------ Extract ------

Alright. Say I purchase the steady cam setup. Based off of a ~900$ budget what would you recommend? I'd personally prefer miniDV digital, but can compromise.

The 900 must include: Proper sound, as I do agree that sound is the most important factor. Also, proper lighting. I can always purchase a cheap and improvised lighting setup with tin foil or something to save money. The XLR adaptor so I can use my XLR microphones as boom mics. And of course, the camcorder.

What I currently have:

1. 12 Beta 58 microphones.
2. 5 Condenser microphones.
3. 15 boom microphone stands.
4. Sony Vegas + Adobe After Effects + Adobe Premiere.

What I need:
1. (2) Wireless microphone setups. (How can I hide these from the camera?)
2. A camcorder (Prefer MiniDV but can compromise).
3. The correct adapters to have this sound equipment fit in with the camcorder.
4. A steady cam kit. (Provided in previous posts).
5. Lighting
6. Any other recommendations.

I'm basically a serious and committed beginner. I've made videos before. Example 1. Example 2 (Another Game, nothing I'm proud of).. But these examples show no use of a physical camcorder. I've been making "game movies" as a hobby for about 6 years, and would like to branch out.

Also would like to know: Is it the editing software or the camcorder, that can adjust how a dark scene will look. If I'm shooting a scene in the moon light, how can I be sure that the recorded product isn't pitch black? (Like for example: Scary Movies, look good at night, even without "night vision" mode.).

==================================================
Previous main question:

I'm looking to invest 900 in a new camcorder and accessories. I plan on creating a few films for the film festival we have here in town. However, I'd like to know what accessories would help me.

I'm looking for wireless mic's, but am unsure wether having each character having a wireless mic is better, or spending the money on one boom microphone. I own a lot of music high quality microphones, but don't know how I'd go about connecting it to the camcorder, or if I need a "special" kind.

Also, major productions use train tracks, and camera cranes. How could I emulate those effects? I'd like the camera to move in on a house for example, coming from 7 feet in the air, to 4 feet. Meanwhile its moving forward at about 6 inches per second. Holding a camera by hand will make it seem too much like a "home movie", and many tripods aren't very smooth when you are adjusting the hight while recording. Not to mention the surface the tripod is on may be cement and will not be smooth at all.

------ Stored data ------

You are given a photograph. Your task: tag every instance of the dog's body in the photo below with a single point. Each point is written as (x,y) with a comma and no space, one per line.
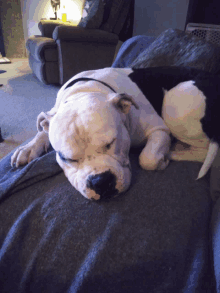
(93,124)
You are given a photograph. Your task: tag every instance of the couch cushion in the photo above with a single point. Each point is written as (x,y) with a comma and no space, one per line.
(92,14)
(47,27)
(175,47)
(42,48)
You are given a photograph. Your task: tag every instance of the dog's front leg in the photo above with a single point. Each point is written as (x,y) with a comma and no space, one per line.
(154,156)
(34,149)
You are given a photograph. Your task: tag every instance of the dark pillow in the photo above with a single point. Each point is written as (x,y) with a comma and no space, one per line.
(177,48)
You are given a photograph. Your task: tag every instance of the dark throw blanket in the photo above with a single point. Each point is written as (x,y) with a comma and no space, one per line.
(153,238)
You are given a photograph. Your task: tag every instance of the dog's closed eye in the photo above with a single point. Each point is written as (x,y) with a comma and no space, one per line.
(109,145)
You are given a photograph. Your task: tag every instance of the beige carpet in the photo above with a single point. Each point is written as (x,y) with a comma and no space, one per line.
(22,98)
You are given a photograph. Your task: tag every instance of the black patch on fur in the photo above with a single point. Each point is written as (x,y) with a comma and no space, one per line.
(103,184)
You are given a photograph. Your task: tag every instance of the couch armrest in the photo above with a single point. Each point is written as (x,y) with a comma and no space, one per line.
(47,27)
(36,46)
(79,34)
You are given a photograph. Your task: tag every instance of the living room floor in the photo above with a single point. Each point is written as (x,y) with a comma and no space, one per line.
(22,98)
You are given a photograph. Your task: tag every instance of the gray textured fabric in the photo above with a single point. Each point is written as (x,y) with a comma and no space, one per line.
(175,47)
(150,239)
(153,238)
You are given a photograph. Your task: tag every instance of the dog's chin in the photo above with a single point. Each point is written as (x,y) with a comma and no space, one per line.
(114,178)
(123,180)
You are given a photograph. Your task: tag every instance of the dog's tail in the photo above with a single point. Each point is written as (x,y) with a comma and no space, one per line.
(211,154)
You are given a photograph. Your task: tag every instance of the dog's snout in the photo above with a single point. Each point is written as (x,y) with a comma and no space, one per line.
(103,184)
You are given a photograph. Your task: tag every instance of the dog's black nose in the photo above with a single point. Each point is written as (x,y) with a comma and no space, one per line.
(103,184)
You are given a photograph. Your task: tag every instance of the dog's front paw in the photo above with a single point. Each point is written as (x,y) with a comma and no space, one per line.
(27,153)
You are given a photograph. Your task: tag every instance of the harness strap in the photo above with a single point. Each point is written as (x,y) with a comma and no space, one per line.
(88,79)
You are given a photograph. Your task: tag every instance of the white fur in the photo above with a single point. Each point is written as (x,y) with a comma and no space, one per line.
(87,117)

------
------ Stored data ------

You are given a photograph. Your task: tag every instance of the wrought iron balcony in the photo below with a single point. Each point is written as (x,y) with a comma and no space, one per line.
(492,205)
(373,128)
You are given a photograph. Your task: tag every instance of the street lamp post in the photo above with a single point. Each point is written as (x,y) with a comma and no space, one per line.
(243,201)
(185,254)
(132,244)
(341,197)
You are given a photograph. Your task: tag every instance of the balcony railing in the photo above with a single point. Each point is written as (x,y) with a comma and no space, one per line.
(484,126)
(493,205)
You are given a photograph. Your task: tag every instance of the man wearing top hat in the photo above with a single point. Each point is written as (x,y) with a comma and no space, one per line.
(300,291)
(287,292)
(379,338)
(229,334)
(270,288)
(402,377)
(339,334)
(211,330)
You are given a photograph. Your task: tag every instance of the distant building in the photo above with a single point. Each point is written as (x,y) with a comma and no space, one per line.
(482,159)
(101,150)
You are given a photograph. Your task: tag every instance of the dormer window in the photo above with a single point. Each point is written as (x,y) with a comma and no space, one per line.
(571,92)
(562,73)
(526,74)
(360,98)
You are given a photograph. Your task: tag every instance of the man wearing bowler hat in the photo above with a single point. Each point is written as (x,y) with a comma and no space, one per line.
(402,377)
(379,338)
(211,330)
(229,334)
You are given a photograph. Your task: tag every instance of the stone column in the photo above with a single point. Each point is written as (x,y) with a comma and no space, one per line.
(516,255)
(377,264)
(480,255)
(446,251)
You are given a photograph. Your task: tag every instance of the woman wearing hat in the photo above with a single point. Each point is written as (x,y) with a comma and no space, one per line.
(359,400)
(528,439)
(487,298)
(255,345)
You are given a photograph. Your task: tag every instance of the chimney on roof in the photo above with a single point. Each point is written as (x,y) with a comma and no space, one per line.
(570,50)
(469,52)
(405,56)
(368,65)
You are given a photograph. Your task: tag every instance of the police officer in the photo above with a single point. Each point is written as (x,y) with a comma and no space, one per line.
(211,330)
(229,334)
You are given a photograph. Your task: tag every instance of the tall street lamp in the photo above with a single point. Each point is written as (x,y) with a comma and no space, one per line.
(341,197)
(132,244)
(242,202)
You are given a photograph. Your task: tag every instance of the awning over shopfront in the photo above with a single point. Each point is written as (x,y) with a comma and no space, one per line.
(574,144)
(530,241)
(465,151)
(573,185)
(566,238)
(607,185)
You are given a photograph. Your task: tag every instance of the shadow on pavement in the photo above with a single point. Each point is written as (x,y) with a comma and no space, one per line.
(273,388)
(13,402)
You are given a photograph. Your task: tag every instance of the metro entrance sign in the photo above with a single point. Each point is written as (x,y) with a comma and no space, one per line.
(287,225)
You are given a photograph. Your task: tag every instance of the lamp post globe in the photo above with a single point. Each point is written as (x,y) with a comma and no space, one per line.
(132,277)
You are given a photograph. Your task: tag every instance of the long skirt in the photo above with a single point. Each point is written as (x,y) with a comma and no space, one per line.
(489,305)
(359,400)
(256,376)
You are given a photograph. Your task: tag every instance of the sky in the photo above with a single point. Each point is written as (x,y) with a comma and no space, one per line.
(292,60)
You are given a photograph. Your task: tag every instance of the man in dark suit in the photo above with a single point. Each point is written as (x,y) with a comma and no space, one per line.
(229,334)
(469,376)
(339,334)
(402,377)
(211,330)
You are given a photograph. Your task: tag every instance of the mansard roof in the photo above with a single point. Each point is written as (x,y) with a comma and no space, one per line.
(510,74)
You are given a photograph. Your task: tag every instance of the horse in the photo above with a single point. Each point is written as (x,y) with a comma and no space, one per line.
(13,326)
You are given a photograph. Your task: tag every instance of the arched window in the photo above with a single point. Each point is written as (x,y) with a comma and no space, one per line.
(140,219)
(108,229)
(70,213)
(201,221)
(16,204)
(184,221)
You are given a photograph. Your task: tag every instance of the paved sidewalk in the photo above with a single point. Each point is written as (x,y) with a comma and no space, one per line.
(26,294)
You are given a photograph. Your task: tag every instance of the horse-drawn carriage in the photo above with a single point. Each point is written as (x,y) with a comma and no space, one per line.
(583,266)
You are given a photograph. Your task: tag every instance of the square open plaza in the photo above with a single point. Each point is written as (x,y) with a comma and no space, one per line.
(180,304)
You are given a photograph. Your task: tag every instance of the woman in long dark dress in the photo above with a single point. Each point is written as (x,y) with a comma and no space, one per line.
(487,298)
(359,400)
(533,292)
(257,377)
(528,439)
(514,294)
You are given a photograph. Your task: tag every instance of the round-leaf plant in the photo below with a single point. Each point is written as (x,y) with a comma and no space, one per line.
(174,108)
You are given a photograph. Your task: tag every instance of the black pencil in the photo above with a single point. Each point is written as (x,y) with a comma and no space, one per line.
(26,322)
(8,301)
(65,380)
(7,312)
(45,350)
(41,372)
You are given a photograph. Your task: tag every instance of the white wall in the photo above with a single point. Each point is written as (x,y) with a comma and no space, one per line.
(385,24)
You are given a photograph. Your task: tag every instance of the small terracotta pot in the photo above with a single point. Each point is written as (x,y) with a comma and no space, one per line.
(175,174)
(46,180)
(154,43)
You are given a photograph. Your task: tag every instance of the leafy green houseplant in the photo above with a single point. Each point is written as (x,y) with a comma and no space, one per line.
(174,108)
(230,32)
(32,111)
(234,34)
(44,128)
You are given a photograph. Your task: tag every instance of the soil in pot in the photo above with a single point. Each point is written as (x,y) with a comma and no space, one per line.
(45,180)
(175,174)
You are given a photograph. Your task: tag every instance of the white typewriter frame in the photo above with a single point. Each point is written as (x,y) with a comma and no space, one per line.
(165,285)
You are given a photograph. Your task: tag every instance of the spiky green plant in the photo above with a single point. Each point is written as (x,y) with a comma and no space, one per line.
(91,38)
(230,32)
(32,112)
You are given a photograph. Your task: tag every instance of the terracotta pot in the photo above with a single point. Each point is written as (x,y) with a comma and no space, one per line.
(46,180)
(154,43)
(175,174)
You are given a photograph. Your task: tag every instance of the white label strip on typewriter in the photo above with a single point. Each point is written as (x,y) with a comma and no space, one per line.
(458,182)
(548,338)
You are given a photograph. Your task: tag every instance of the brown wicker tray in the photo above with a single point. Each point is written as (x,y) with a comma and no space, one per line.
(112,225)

------
------ Stored data ------

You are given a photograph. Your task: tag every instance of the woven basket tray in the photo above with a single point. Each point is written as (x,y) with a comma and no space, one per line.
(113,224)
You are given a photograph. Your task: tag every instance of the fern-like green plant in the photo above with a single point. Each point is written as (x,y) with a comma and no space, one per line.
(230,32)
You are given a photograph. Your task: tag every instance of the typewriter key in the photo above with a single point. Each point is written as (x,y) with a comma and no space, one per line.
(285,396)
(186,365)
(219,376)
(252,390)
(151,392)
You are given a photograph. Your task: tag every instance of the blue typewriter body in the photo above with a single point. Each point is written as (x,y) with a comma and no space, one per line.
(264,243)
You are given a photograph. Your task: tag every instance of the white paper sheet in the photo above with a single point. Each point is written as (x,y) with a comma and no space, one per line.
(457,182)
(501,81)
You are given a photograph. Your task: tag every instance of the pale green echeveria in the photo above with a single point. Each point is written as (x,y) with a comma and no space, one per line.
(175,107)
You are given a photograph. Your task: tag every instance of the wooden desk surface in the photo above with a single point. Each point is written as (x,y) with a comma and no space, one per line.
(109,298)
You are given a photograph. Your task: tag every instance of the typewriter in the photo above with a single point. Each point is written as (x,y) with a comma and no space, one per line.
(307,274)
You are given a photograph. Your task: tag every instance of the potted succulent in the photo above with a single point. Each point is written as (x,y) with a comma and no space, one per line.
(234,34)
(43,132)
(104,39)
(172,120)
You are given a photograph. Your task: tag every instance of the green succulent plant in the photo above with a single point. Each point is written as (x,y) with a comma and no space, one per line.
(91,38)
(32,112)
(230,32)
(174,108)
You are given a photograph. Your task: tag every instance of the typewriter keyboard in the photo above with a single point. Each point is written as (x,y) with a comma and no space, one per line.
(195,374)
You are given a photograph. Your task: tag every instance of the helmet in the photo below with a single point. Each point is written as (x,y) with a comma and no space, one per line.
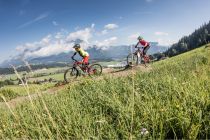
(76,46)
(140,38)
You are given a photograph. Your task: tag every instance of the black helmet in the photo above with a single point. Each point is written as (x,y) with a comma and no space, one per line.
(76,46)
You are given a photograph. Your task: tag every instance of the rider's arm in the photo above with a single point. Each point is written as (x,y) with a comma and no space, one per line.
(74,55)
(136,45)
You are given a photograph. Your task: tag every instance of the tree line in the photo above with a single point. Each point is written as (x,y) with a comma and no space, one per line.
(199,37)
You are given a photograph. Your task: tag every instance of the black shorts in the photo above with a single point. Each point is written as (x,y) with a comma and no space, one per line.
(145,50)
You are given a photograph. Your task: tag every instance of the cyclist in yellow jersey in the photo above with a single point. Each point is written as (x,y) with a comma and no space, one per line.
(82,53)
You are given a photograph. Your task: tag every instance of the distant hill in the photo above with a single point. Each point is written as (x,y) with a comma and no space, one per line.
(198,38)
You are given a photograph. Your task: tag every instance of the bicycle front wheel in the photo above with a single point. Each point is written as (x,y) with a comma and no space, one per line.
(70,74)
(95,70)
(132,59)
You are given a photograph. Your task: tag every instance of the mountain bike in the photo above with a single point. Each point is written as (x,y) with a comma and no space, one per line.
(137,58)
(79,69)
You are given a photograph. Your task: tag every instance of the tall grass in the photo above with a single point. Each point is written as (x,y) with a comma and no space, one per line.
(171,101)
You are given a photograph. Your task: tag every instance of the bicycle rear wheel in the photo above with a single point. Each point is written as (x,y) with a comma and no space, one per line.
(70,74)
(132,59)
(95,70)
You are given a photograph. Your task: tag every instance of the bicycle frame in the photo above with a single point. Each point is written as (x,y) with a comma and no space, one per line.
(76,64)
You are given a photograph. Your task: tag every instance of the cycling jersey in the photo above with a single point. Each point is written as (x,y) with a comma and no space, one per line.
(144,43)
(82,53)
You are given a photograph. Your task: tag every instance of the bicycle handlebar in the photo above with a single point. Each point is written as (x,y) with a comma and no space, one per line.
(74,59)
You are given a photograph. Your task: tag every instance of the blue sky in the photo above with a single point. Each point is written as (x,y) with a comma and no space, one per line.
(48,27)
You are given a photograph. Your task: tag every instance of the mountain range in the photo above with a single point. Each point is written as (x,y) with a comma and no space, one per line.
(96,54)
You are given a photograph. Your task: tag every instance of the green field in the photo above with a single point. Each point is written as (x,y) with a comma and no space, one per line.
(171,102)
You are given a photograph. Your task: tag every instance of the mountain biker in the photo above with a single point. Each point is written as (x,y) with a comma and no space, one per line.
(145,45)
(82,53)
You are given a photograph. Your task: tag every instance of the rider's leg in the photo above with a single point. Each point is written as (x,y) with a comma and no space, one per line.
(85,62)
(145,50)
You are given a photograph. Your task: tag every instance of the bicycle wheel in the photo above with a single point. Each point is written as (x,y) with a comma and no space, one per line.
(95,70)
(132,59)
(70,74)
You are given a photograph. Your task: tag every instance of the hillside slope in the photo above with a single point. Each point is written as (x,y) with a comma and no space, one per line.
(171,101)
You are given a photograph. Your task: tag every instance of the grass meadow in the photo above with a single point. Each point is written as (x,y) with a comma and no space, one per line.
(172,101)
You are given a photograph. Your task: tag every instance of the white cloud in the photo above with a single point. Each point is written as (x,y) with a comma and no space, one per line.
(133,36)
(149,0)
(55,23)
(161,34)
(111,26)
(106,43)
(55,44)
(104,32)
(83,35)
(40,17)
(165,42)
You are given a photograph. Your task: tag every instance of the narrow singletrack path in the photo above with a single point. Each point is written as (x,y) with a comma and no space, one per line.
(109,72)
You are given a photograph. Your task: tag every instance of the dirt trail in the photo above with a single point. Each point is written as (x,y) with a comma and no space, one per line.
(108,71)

------

• Written exercise
Please list every item the writer of the camcorder post says they currently have. The rows stand apart from the post and are separate material.

• Complete answer
1. 12 Beta 58 microphones
2. 5 condenser microphones
3. 15 boom microphone stands
4. Sony Vegas + Adobe After Effects + Adobe Premiere